- [Brief 1] Print the passage of the CLS Holdings results article that begins with the words containing "The Western Europe-focused" and ends with "period last year.".
- [Brief 2] Please carry on the article about CLS Holdings' first-half results from the point where it stops.

[Selected extract Boundary: Start]

12th Aug 2020 09:31
(Alliance News) - CLS Holdings PLC on Wednesday said it will maintain its interim dividend after showing a resilient performance in the first half of 2020.
The Western Europe-focused property investor's pretax profit for the first half ended June 30 narrowed to GBP31.5 million from GBP84.6 million a year prior. This was due to lower investment property valuation uplift of GBP2.7 million, down from GBP36.9 million in the same period last year.
Revenue increased in the period to GBP71.1 million from GBP67.6 million year on year.
Net rental income increased by 5.0% to GBP56.5 million, compared to last year's GBP53.8 million, and was driven by net additions to the company's portfolio and operational improvements as well as higher other income.
Rent collection was high at 99% in the first half.
CLS Holdings posted an EPRA net asset value of 339.6 pence per share, up 3.2% from 329.2p per share at the end of 2019. Basic net asset value per share was higher at 301.7p per share, from 287.8p per share a year prior.
CLS Holdings' property portfolio was valued at GBP2.13 billion, GBP117.9 million higher than six months earlier. This was driven by acquisitions of GBP51.7 million, capital expenditure of GBP9.3 million, and foreign exchange gains of GBP69.2 million, offset by GBP10.2 million of disposals and a small net revaluation decline of GBP2.1 million.

[Selected extract Boundary: End]
[Information provided Boundary: Start]

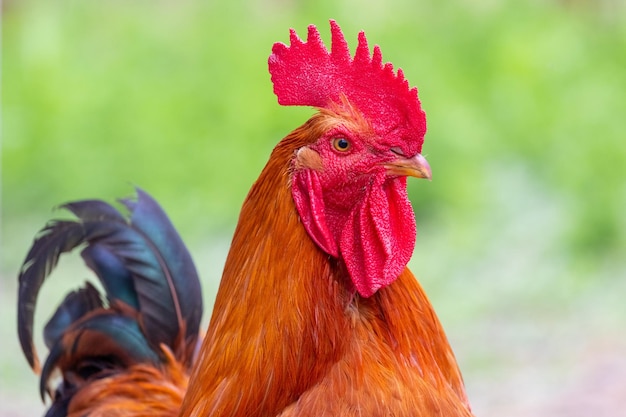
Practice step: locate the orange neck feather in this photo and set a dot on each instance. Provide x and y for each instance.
(284, 315)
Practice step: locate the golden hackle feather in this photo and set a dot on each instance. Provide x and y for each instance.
(288, 335)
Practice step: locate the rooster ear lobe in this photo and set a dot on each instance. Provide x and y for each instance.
(309, 199)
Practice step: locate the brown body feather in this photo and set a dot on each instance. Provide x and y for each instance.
(289, 336)
(140, 391)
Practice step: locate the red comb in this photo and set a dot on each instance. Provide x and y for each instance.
(307, 74)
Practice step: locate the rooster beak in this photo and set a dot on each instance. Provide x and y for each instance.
(416, 166)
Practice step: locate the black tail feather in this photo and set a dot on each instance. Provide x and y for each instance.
(152, 292)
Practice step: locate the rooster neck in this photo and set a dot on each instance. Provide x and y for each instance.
(286, 314)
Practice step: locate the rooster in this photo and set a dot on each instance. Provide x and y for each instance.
(317, 313)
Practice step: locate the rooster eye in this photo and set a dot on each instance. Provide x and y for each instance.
(341, 144)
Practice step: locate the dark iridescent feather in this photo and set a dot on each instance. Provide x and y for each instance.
(76, 304)
(117, 340)
(151, 286)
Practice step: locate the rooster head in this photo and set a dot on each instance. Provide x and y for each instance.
(349, 183)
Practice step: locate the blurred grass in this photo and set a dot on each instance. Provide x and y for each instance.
(525, 104)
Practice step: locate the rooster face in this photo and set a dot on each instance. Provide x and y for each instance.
(349, 187)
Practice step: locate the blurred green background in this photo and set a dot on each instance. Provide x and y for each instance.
(522, 232)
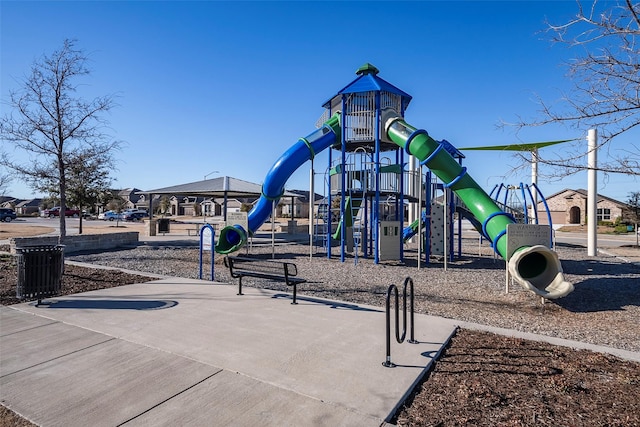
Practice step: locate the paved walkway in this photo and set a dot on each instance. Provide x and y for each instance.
(185, 352)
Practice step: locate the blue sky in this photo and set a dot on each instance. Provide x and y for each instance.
(209, 86)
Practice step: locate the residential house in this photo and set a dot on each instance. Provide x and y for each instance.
(570, 207)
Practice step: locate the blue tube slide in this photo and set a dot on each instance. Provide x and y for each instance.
(233, 237)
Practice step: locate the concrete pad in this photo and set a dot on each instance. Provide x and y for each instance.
(25, 349)
(104, 385)
(12, 321)
(231, 399)
(328, 351)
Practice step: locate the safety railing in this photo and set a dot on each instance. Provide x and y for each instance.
(400, 337)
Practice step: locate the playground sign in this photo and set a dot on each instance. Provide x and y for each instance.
(239, 218)
(519, 235)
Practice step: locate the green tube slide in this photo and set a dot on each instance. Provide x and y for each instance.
(444, 166)
(536, 268)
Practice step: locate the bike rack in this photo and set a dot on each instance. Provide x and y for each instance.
(399, 338)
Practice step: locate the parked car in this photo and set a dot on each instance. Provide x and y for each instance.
(110, 216)
(134, 216)
(142, 213)
(55, 211)
(7, 215)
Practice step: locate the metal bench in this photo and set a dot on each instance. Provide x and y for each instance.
(240, 267)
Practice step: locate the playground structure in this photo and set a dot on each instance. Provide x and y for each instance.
(365, 123)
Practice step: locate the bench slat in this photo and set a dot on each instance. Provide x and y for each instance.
(240, 267)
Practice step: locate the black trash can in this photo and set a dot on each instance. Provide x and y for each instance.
(40, 271)
(163, 225)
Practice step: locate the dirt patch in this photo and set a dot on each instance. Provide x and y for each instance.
(488, 380)
(74, 280)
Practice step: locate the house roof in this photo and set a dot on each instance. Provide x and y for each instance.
(584, 193)
(29, 203)
(216, 187)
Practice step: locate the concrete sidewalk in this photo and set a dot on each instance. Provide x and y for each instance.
(186, 352)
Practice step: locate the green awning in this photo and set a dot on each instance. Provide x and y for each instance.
(525, 146)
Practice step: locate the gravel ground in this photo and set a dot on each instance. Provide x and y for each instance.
(604, 308)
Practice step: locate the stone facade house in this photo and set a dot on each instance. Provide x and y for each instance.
(570, 207)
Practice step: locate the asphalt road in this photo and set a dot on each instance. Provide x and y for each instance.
(603, 240)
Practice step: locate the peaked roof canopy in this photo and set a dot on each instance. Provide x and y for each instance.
(368, 81)
(216, 187)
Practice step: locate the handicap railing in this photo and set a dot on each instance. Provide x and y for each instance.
(400, 337)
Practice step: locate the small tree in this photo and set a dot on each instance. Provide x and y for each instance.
(634, 206)
(48, 121)
(117, 204)
(87, 178)
(605, 74)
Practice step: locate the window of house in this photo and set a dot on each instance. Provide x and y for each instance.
(603, 214)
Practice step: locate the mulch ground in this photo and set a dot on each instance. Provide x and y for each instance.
(481, 379)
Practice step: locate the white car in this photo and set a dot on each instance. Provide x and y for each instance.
(110, 216)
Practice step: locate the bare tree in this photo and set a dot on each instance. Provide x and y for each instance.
(606, 84)
(5, 180)
(50, 122)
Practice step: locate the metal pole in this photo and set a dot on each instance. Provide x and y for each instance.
(446, 247)
(311, 203)
(419, 216)
(534, 179)
(273, 229)
(592, 193)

[Information provided Boundary: End]

- [Exercise response 1]
The Western Europe-focused property investor's pretax profit for the first half ended June 30 narrowed to GBP31.5 million from GBP84.6 million a year prior. This was due to lower investment property valuation uplift of GBP2.7 million, down from GBP36.9 million in the same period last year.

- [Exercise response 2]
Transactional activity was low in the first half due to Covid-19.
CLS Holdings will pay an interim dividend of 2.35 pence per share, which is equal to last year's.
"With the gradual easing of lockdown restrictions, the priority for the second half of the year is the conversion of our leasing enquiry pipeline to drive occupancy while continuing to maintain a high level of cash collection from the portfolio. Initial indications are that leasing enquiries are picking-up in lockstep with general economic activity and we are encouraged by recent increases in leasing activity," the company said.
CLS Holdings shares were up 1.2% at 209.46 pence each on Wednesday morning in London.